**Information given**.
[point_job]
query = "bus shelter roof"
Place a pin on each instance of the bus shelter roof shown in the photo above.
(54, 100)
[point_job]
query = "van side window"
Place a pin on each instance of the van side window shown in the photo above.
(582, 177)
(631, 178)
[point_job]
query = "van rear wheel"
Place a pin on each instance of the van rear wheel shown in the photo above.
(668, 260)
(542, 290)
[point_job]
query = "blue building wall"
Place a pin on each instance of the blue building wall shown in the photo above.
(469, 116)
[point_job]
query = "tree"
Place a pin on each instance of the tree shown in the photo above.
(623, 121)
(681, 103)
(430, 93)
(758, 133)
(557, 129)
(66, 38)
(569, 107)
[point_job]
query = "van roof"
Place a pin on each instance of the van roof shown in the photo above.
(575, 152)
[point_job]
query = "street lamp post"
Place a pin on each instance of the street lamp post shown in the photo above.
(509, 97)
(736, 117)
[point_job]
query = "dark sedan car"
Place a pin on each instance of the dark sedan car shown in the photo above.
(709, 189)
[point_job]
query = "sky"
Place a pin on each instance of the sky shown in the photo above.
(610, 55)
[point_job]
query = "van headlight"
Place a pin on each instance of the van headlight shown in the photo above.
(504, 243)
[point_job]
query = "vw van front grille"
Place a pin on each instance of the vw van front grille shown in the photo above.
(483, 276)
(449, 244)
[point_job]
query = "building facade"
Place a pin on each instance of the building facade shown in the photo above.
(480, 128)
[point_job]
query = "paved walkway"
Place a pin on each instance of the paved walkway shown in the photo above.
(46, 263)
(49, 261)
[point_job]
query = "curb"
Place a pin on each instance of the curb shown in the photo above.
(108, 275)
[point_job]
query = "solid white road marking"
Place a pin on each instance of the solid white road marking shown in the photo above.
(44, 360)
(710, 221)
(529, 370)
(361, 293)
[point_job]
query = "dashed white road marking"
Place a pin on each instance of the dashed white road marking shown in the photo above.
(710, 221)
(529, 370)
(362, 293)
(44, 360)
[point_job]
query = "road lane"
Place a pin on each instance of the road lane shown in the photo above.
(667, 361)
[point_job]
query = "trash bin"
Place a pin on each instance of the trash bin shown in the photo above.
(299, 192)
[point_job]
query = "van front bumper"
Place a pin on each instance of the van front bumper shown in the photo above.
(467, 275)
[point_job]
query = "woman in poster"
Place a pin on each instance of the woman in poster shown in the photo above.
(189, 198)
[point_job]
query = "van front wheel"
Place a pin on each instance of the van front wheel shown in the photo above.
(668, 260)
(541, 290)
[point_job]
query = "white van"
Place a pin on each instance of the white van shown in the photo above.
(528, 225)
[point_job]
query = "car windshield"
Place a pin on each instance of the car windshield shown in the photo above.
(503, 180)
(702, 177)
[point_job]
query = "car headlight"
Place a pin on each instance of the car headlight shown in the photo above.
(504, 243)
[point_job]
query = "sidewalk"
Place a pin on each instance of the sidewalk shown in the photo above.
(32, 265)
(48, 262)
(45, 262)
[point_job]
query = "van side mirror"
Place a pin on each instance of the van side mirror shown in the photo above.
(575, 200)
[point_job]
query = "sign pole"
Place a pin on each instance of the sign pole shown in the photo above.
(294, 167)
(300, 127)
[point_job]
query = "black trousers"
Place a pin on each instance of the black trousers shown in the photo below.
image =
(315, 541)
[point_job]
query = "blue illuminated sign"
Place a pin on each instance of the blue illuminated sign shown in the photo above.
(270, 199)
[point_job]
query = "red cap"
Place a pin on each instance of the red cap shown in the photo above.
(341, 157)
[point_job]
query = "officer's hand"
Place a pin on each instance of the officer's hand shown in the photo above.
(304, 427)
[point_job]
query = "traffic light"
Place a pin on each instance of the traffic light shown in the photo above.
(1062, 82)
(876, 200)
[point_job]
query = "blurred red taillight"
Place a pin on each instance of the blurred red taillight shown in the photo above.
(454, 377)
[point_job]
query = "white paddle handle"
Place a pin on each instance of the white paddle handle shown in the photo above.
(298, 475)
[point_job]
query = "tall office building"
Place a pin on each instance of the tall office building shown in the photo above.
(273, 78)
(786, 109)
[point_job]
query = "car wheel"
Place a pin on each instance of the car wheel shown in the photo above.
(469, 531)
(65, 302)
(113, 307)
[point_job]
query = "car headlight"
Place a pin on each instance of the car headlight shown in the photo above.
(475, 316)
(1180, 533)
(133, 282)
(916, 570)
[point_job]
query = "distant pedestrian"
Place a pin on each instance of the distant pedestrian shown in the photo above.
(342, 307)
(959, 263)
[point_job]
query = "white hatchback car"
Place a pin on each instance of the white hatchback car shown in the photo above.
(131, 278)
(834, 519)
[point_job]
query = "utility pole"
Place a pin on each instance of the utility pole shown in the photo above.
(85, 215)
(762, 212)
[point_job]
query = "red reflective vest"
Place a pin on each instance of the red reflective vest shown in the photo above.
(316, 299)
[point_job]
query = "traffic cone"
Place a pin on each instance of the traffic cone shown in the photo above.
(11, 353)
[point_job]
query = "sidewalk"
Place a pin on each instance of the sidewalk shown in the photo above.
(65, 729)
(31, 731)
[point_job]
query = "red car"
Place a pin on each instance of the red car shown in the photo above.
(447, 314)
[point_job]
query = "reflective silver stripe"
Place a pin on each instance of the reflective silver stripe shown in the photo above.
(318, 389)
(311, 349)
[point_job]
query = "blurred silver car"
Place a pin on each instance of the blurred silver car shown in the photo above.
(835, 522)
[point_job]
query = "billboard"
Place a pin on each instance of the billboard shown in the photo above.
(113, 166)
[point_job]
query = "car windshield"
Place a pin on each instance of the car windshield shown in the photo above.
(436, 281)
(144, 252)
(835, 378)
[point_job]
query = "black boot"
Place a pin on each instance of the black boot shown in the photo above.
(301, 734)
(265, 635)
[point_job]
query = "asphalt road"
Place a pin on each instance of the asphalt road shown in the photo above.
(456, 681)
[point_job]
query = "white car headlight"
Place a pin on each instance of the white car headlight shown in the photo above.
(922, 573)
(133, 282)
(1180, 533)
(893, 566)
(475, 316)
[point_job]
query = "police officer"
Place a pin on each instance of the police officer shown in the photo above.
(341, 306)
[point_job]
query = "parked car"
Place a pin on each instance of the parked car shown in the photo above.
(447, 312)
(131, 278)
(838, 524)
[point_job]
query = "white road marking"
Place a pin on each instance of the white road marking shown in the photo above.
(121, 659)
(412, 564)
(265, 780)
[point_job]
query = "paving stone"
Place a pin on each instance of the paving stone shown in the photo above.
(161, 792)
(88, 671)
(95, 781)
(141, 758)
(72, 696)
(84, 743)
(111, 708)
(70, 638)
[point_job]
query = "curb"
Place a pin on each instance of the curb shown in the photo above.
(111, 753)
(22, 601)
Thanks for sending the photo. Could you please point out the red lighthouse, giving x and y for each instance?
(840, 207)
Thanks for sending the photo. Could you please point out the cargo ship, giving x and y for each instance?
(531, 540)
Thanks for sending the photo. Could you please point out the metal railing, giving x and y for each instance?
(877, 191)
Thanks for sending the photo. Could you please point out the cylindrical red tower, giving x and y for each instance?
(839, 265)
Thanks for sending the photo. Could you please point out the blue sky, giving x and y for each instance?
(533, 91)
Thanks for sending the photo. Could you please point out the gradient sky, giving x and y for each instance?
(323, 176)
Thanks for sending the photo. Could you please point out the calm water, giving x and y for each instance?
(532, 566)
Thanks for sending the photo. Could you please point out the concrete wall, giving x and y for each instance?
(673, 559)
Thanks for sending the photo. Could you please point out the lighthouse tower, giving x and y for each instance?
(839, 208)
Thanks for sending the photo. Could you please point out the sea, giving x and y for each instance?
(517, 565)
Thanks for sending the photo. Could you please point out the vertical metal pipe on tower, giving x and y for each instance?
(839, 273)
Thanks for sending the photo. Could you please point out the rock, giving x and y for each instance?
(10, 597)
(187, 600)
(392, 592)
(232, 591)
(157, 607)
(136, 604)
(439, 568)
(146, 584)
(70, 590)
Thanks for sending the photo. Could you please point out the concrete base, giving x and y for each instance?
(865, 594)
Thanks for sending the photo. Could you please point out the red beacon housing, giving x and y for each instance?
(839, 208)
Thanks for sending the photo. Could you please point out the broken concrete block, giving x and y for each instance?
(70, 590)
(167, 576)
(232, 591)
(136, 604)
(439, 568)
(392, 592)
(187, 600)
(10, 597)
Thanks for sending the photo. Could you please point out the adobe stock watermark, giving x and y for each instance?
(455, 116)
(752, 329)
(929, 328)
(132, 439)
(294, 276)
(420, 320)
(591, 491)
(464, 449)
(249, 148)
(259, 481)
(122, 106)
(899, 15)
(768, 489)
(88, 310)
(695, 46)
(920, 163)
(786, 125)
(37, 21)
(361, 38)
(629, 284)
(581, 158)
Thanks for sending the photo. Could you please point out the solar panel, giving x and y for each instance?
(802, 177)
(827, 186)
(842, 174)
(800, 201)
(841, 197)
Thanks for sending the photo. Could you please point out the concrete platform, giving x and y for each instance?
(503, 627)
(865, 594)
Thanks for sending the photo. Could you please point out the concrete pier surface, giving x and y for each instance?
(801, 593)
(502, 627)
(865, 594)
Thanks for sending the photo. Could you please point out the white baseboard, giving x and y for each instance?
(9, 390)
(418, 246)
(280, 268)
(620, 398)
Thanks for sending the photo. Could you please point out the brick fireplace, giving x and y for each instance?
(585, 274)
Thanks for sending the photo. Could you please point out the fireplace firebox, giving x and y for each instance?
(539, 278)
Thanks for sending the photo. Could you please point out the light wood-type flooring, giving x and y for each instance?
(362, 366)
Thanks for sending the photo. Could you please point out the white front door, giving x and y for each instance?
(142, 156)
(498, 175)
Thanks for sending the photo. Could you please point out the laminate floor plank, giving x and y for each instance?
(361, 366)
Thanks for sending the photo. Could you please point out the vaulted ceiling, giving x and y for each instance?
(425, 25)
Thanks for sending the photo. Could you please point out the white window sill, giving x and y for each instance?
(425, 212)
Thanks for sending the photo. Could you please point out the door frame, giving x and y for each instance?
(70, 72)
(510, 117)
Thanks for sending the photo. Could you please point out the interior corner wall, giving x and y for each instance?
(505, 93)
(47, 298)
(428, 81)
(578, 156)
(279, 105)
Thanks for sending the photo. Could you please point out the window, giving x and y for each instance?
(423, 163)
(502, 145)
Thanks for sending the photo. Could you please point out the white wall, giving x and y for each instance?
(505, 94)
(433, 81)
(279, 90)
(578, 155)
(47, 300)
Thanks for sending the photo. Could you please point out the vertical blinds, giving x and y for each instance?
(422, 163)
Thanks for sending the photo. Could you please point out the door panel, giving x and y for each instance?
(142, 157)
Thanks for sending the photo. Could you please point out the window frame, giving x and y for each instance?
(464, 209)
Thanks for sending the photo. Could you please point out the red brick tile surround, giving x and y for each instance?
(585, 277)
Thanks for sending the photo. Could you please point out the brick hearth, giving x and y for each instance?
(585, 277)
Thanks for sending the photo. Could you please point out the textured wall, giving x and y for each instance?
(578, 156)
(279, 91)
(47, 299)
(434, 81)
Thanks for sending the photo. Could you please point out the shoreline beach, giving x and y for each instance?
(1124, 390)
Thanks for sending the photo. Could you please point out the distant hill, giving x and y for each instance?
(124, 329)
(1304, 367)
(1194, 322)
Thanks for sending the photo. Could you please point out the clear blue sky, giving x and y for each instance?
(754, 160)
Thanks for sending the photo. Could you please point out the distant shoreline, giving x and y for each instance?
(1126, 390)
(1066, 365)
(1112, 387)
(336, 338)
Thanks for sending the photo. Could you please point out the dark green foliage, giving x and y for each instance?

**Exercise directions**. Search the records above for the string "trousers" and copy each line that holds it.

**Answer section**.
query = "black trousers"
Place a pin on each instance of the black trousers shown in the photo below.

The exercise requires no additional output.